Stated task:
Extract exactly and only the lines of the data below, starting at the line with "Locate the man in black" and stopping after the final line.

-- start of Raw data --

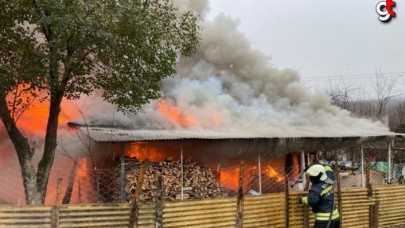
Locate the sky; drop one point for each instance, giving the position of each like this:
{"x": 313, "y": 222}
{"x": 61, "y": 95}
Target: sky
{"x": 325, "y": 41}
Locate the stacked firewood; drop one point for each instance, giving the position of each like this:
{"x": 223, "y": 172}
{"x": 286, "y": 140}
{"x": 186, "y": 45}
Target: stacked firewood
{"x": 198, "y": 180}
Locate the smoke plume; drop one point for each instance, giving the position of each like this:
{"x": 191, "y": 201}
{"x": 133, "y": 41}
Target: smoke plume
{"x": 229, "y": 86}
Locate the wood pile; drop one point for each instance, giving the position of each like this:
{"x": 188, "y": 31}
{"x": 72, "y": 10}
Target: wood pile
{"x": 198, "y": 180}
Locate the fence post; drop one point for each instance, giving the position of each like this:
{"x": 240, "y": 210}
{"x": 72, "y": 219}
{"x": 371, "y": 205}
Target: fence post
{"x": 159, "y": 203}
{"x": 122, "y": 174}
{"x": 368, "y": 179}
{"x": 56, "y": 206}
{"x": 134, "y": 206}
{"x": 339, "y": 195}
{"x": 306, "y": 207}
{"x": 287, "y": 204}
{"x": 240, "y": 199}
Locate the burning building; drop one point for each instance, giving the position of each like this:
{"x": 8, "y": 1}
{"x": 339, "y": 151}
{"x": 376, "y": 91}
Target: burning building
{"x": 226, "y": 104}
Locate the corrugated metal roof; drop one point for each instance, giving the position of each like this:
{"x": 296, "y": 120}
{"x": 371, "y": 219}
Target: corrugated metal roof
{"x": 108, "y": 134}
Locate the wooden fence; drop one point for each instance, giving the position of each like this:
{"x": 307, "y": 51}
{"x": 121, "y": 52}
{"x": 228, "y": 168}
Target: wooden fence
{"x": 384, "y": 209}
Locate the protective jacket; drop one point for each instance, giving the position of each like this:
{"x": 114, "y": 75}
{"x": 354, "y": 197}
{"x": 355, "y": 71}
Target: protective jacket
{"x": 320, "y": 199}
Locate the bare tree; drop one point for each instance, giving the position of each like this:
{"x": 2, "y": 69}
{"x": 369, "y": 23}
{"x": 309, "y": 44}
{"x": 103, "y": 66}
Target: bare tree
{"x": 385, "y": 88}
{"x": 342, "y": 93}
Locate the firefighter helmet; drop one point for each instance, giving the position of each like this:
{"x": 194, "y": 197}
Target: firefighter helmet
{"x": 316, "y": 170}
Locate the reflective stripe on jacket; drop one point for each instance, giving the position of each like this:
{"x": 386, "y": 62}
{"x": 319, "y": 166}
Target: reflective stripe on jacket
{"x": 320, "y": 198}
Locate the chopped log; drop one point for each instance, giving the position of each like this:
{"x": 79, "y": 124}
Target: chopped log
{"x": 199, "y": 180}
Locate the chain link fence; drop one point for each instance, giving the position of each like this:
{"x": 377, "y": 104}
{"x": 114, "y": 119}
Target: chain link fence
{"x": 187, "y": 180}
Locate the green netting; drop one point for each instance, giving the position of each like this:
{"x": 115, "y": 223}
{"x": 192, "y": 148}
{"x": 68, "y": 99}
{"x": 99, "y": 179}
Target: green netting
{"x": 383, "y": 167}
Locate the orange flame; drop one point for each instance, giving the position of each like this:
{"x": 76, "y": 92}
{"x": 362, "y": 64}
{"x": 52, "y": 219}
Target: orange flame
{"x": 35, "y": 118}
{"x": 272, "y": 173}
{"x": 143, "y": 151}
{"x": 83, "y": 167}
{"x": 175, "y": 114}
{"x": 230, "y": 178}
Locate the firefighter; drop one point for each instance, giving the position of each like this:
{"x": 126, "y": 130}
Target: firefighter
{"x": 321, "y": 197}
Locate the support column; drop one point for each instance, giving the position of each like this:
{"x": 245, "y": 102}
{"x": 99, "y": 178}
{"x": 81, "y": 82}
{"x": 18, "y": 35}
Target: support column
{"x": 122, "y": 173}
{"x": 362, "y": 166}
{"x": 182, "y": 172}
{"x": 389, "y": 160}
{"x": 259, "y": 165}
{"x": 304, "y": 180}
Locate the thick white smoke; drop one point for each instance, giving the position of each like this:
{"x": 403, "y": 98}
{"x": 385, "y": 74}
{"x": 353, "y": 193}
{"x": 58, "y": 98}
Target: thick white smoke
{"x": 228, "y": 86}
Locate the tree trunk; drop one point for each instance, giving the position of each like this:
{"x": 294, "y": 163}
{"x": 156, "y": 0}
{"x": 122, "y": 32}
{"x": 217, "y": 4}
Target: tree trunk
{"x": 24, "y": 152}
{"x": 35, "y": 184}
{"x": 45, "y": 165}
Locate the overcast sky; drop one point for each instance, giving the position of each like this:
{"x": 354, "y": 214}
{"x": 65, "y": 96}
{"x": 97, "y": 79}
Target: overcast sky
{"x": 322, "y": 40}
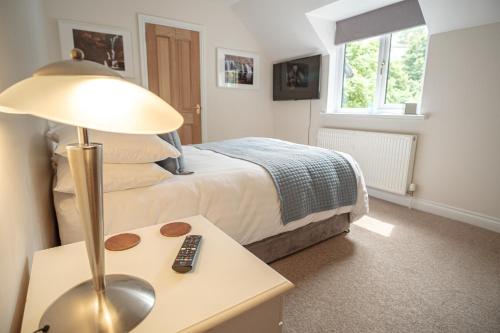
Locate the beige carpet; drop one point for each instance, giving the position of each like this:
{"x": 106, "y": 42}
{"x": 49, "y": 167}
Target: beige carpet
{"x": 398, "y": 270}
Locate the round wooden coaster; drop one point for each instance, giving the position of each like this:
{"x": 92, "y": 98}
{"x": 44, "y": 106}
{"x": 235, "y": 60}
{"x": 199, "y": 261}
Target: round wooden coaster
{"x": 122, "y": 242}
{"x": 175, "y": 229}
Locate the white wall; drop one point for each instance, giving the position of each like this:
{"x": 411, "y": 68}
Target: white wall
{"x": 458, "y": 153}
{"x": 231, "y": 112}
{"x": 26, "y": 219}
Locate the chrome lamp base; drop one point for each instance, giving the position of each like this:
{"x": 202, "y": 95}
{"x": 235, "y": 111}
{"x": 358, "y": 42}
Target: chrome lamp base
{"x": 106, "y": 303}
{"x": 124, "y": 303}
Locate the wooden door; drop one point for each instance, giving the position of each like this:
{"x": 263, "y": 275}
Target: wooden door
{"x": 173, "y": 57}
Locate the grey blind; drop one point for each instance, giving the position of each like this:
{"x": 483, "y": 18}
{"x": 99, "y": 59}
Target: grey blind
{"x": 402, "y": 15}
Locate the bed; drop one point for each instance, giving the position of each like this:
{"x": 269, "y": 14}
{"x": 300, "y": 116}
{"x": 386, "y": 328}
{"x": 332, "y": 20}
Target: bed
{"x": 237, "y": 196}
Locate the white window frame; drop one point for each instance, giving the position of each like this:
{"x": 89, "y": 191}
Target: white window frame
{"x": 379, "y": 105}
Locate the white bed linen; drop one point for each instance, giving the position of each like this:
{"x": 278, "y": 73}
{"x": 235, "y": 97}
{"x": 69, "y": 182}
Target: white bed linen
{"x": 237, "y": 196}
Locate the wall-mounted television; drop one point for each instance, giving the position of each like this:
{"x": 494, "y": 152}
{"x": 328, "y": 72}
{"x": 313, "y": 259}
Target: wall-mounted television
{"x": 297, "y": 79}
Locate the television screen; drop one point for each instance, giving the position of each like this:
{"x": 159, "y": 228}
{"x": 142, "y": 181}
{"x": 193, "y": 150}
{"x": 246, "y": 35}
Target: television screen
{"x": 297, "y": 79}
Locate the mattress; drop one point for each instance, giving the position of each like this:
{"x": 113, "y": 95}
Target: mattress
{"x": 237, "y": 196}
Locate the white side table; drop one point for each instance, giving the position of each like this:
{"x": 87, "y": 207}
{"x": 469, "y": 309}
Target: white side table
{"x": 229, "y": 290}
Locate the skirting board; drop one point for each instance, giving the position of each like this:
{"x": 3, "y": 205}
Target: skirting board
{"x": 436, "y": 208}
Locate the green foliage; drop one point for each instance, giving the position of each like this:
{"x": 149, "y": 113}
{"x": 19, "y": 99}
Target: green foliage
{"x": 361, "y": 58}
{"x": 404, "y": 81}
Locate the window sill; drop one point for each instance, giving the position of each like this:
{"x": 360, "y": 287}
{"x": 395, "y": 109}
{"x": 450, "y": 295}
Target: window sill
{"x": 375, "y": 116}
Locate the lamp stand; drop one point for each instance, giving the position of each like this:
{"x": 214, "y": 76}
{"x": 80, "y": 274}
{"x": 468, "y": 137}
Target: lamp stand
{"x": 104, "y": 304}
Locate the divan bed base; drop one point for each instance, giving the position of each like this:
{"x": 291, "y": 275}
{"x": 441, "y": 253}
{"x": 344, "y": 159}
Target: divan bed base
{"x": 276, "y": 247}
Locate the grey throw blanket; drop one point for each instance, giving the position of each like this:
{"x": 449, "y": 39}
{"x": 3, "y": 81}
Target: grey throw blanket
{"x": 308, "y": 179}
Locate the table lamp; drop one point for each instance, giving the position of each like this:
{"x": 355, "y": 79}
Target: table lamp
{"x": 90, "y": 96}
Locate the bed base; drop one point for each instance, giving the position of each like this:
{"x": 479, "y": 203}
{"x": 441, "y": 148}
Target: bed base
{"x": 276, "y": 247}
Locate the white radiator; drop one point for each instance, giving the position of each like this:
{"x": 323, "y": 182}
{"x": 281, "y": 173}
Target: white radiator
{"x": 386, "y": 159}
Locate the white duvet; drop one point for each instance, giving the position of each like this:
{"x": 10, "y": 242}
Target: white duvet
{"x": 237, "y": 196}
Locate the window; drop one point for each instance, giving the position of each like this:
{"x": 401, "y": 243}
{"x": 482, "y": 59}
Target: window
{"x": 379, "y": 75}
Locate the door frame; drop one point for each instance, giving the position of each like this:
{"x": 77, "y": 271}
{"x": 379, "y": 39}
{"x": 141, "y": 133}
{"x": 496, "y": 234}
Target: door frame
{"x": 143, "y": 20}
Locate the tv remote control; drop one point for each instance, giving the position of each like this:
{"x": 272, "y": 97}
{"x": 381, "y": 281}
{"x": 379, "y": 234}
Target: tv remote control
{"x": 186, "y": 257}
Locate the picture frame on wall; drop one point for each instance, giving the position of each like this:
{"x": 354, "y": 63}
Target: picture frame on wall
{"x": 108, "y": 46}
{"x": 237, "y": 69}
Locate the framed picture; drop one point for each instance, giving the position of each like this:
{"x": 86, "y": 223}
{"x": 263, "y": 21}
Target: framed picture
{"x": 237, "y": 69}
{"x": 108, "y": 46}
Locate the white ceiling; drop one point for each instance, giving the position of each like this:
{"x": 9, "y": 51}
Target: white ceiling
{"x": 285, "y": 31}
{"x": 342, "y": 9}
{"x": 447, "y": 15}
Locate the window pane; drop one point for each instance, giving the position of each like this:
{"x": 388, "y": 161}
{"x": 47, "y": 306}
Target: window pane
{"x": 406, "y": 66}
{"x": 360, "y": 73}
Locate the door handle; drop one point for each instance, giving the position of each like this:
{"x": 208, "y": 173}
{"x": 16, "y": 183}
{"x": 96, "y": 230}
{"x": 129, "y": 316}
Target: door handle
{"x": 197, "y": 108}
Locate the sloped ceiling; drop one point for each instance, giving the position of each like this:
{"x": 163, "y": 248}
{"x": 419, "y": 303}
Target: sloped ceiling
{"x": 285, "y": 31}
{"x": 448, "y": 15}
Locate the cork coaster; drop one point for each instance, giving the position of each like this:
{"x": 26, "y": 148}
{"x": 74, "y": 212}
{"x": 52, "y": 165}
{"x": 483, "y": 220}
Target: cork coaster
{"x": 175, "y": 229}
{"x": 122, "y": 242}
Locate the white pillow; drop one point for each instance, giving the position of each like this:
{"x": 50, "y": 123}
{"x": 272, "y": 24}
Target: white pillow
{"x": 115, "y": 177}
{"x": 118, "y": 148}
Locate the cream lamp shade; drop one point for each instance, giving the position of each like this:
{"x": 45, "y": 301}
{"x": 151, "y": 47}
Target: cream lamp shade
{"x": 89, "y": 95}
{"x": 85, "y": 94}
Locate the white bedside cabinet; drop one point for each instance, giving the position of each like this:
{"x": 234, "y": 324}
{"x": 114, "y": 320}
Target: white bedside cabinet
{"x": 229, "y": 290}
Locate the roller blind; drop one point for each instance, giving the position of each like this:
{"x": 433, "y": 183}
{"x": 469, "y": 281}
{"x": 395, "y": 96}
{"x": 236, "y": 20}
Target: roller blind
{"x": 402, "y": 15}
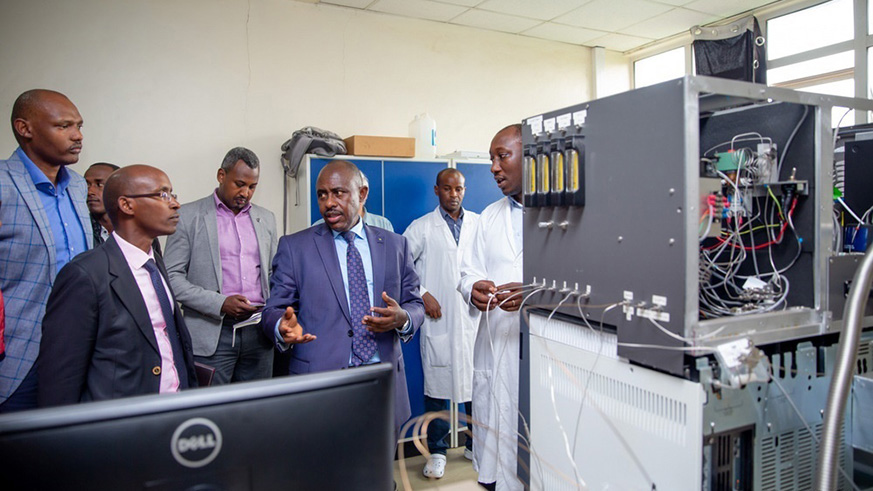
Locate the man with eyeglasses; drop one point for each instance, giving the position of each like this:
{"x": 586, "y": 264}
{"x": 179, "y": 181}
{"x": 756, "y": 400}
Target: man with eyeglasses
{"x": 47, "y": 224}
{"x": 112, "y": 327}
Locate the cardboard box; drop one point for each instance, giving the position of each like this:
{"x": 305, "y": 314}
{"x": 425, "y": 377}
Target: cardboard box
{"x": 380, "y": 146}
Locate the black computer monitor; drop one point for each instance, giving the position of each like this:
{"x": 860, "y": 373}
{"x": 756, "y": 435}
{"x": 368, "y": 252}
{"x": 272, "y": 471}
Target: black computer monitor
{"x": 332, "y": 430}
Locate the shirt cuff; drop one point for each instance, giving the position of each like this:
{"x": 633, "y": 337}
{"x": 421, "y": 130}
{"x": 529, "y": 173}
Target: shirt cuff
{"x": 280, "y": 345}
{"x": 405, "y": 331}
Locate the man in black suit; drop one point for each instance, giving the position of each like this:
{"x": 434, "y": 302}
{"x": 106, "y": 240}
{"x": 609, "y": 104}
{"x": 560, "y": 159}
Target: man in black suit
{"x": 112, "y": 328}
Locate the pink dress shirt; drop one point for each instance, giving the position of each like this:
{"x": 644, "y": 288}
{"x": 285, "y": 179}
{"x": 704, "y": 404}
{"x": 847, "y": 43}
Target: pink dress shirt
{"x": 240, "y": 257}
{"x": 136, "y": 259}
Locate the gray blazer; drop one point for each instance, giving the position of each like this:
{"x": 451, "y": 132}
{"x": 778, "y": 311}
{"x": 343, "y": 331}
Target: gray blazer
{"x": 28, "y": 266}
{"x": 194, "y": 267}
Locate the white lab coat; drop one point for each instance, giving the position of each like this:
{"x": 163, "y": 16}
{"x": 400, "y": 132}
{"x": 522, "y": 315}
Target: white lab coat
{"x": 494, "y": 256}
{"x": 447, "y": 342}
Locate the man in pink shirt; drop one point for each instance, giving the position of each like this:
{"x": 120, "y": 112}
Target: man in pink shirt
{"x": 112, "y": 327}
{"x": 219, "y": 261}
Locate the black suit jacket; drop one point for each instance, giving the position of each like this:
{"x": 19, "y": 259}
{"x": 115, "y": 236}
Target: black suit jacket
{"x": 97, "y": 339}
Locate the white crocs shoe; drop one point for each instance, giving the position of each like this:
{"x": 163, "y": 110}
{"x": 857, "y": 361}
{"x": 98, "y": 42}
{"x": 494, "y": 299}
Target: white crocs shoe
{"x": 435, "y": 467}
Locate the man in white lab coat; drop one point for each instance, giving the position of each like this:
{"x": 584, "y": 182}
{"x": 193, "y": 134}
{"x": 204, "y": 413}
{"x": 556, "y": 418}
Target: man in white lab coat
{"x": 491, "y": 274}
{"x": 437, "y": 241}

-- end of Raw data --

Full solution:
Locate the man in black suit; drop one point for each instance, giving the position of each like this:
{"x": 434, "y": 302}
{"x": 106, "y": 240}
{"x": 609, "y": 104}
{"x": 560, "y": 159}
Target: man in black suit
{"x": 112, "y": 328}
Locate the pink dress shirt; drop one point for each instance, giving the position of each like this:
{"x": 644, "y": 288}
{"x": 285, "y": 179}
{"x": 704, "y": 404}
{"x": 847, "y": 43}
Target: pink dress shirt
{"x": 240, "y": 257}
{"x": 136, "y": 259}
Locate the gray blazer; drop one point for each instance, giving the position of each like this:
{"x": 451, "y": 132}
{"x": 778, "y": 311}
{"x": 343, "y": 331}
Target: gray blazer
{"x": 28, "y": 266}
{"x": 194, "y": 267}
Locate the white lab coat; drop one point for each instance, giving the position of each like this:
{"x": 163, "y": 16}
{"x": 400, "y": 132}
{"x": 522, "y": 315}
Target: white lab coat
{"x": 494, "y": 256}
{"x": 447, "y": 342}
Locate the man in pink shirt; drop one point for each instance, giving the position of each like this:
{"x": 120, "y": 112}
Target: man in pink shirt
{"x": 112, "y": 327}
{"x": 219, "y": 261}
Locate the black suit jacket; drop one point for each instance, giving the position of each like this:
{"x": 19, "y": 259}
{"x": 115, "y": 236}
Target: black suit jacket
{"x": 97, "y": 339}
Locate the white crocs shoe; drop one point for each instance, giving the position of each like this:
{"x": 163, "y": 110}
{"x": 857, "y": 361}
{"x": 98, "y": 42}
{"x": 494, "y": 299}
Target: white crocs shoe
{"x": 435, "y": 467}
Locate the man in white lab coat; drop one point for each instance, giving the position of each like this:
{"x": 584, "y": 182}
{"x": 193, "y": 134}
{"x": 204, "y": 413}
{"x": 556, "y": 418}
Target: man in white lab coat
{"x": 491, "y": 274}
{"x": 437, "y": 241}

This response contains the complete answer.